> **Data**
○ ○ ○ ○ ○ ○ ○
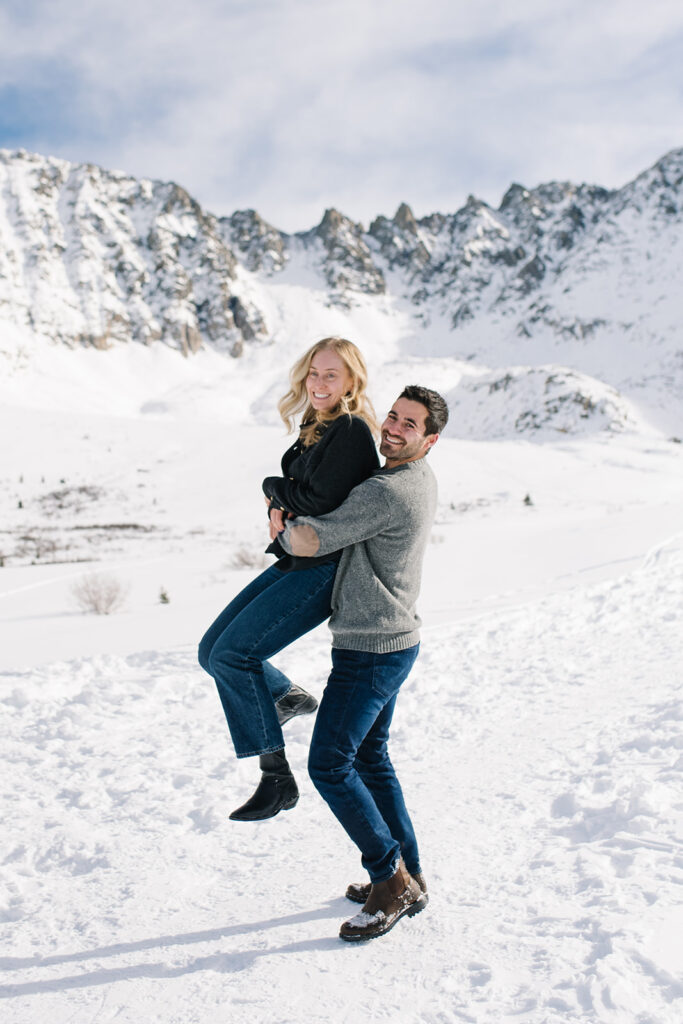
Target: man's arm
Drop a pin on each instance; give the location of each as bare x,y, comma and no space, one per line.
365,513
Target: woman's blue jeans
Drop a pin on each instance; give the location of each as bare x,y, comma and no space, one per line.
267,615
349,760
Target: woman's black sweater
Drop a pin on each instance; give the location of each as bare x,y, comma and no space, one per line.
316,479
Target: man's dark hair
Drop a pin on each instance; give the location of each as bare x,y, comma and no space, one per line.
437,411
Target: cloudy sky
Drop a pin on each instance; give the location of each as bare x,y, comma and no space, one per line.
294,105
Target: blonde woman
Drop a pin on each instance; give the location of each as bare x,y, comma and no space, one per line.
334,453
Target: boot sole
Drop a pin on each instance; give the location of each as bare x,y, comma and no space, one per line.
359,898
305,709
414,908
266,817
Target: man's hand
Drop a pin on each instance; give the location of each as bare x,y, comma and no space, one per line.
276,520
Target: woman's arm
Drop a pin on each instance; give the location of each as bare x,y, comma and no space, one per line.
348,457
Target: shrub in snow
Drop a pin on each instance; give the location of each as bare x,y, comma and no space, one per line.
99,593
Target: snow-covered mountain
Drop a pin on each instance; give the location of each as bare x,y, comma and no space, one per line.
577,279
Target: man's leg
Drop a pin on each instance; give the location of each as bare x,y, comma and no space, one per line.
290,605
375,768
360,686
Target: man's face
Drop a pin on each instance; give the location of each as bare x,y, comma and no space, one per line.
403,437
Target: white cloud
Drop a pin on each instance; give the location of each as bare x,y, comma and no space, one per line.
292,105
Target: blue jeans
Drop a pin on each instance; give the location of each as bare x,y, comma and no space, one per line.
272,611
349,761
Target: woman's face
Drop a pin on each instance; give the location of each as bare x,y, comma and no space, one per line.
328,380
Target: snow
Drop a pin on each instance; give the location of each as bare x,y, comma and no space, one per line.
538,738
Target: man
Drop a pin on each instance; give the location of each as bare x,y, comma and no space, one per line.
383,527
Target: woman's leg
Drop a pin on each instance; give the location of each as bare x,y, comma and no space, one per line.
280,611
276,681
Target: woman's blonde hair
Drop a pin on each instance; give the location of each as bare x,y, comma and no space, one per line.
○ ○ ○ ○ ○ ○ ○
> **What to produce**
A word-for-word copy of all the data, without pictures, is the expected output.

> **Output for this task**
Target: man's arm
Drop a pin on each instance; give the location of each as bare x,y, comma and no space, one per line.
365,513
Target: woman's blue jeans
Drop a pin on each instance; give the location of each as bare x,y, comma and no space, one per line.
267,615
349,760
Target: woman's black sweater
Drop a pin on each instance; give the location of each as bare x,y, comma and no space, one per line.
316,479
Target: man's dark hair
Drop a pin on each instance; give the location of each as bare x,y, comma and no space, one per line.
437,411
Target: cloudy sky
Drop a pin on each instance; give the location of each as bare x,y, comma and no space, one per line.
294,105
Target: blonde woman
Drop a pin on each instance; give the location of each as bare x,y, comma and no space, one per line.
334,453
Target: boot sole
Drop a pin on each instance; give the location of each as bare x,y, comma and no space, one per line.
359,898
305,709
414,908
266,817
Target: man's hand
Drop a pin on each instance; give the location of each as bare x,y, comma and no space, one per line.
276,520
Target: woman's arm
Drop a pin on each instance; give the location of each as bare x,y, comma and no space, one per line.
348,457
Target: shrub in snow
Drop a pin on each instance; give the location of each as bare x,y, comma and no space, one per line.
99,593
Target: snow-covered mountain
Drop a pin on each instance; give the location of each as bare x,y, comma and no space, one per line.
577,279
Target: man's leg
Drop a pin on each instance; give the location of each as bare x,y, comma and no space, one per line.
290,605
375,768
360,686
Target: man's face
Drop a pin on each instance; give the location of each as bare x,y, comma and no space, one per line.
403,437
Target: white cloud
Drop a pin on each instance; give the location of each as bare x,y, comma and no space, one per line.
292,105
Target: blue jeans
Drop a pin on each instance; give the location of each as bare x,y, comma and no space, one per line.
272,611
349,761
Target: woman's face
Drop a pin on each instance; give the location of each as bare x,y, comma and no space, one per line.
328,380
Target: snow
Drop a pin on each instance; give the location of each as bare x,y, comma and no space, one per line.
538,738
Target: man
Drop a pin on each instance; give the location of each as bare x,y, comma and no space, one per line.
383,527
Target: woman's leg
Drop a pin on each instance; give the location of each as bare x,y, comma and no space, one per line.
280,611
276,681
Target: woman's blonde hair
Drop a pin on each instance; give the location of each as bare x,y, comma and no space, one per line.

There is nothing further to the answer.